### Work instruction:
Every line of the listing that holds the word "positive" should be returned.

### Task data:
══════

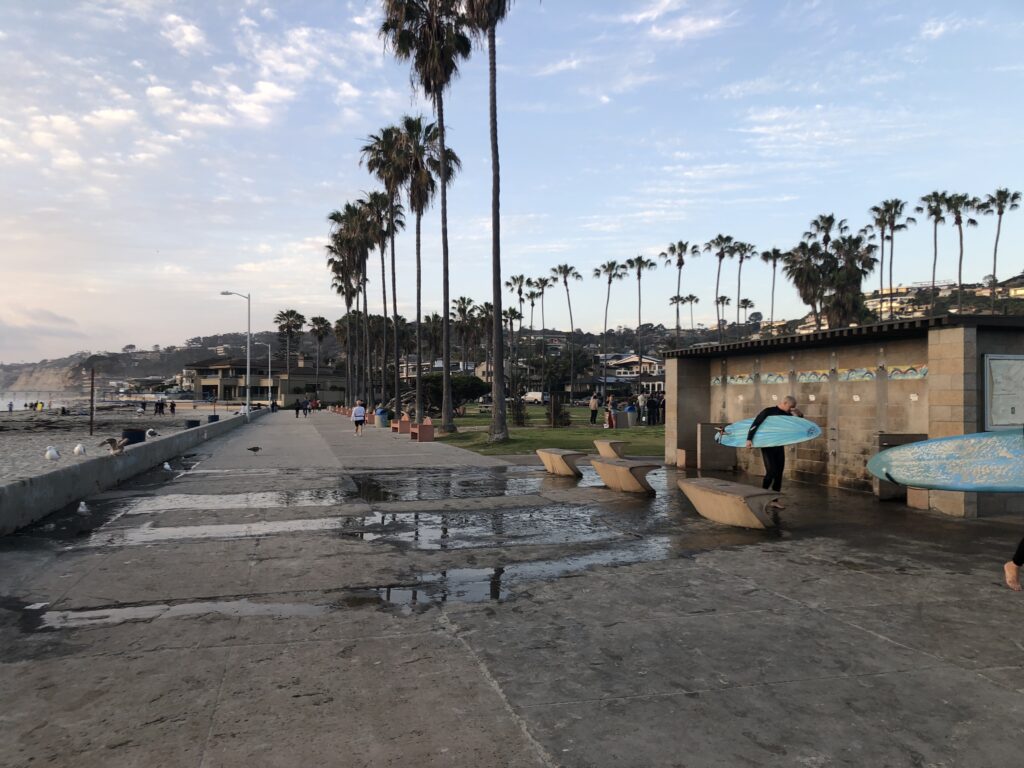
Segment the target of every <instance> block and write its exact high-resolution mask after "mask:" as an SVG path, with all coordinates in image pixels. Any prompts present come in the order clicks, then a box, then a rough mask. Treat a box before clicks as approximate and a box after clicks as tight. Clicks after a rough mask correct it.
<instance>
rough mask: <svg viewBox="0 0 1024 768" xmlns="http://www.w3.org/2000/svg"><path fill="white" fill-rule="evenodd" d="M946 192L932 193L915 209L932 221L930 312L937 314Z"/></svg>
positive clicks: (921, 201) (947, 193) (938, 192)
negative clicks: (939, 275) (942, 224)
mask: <svg viewBox="0 0 1024 768" xmlns="http://www.w3.org/2000/svg"><path fill="white" fill-rule="evenodd" d="M947 195H948V193H945V191H938V190H935V191H931V193H929V194H928V195H924V196H922V198H921V203H920V204H919V205H918V207H916V208H914V209H913V210H914V212H915V213H924V214H926V215H927V216H928V218H930V219H931V220H932V292H931V294H930V298H931V305H930V307H929V310H930V311H931V312H932V313H933V314H934V313H935V272H936V269H938V266H939V224H944V223H946V217H945V216H944V215H943V214H944V213H945V212H946V197H947ZM880 300H881V297H880Z"/></svg>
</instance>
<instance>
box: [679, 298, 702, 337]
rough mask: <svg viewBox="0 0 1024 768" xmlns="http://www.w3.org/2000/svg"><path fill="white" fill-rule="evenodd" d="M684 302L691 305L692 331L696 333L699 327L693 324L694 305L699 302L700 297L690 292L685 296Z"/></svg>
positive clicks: (690, 320)
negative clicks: (689, 292) (696, 330)
mask: <svg viewBox="0 0 1024 768" xmlns="http://www.w3.org/2000/svg"><path fill="white" fill-rule="evenodd" d="M683 302H684V303H686V304H689V305H690V333H693V334H695V333H696V330H697V328H696V326H695V325H693V305H694V304H699V303H700V298H699V297H698V296H694V295H693V294H689V295H687V296H684V297H683Z"/></svg>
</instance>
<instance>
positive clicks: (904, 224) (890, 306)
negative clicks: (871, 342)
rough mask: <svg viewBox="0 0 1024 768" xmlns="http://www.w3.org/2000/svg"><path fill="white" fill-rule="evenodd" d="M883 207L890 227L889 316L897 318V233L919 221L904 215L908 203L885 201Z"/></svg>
mask: <svg viewBox="0 0 1024 768" xmlns="http://www.w3.org/2000/svg"><path fill="white" fill-rule="evenodd" d="M882 207H883V209H884V210H885V212H886V224H887V225H888V226H889V316H890V317H892V316H895V315H894V313H893V262H894V261H895V260H896V259H895V255H896V232H898V231H902V230H904V229H906V228H907V226H909V225H910V224H916V223H918V220H916V219H915V218H913V217H912V216H906V215H905V214H904V213H903V211H904V210H905V209H906V203H905V202H904V201H902V200H899V199H898V198H894V199H892V200H885V201H883V202H882ZM883 240H885V238H883Z"/></svg>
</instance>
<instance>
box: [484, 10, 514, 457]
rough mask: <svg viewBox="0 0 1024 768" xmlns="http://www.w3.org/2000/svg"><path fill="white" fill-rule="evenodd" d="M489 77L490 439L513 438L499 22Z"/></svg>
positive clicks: (493, 39)
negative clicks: (492, 313)
mask: <svg viewBox="0 0 1024 768" xmlns="http://www.w3.org/2000/svg"><path fill="white" fill-rule="evenodd" d="M487 80H488V85H489V89H490V97H489V105H488V109H489V119H490V294H492V297H490V302H492V304H493V305H494V316H493V318H492V323H490V335H492V340H490V343H492V346H493V348H494V351H493V355H492V357H493V359H494V371H493V375H492V377H490V401H492V402H490V441H492V442H504V441H506V440H507V439H508V438H509V427H508V413H507V411H506V403H505V339H504V335H505V334H504V329H503V327H502V237H501V225H502V219H501V178H502V174H501V164H500V162H499V158H498V63H497V50H496V40H495V26H494V25H492V26H490V27H488V28H487Z"/></svg>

══════

### Result for this exercise:
positive clicks: (921, 201) (947, 193) (938, 192)
positive clicks: (690, 320)
positive clicks: (904, 224) (890, 306)
positive clicks: (493, 39)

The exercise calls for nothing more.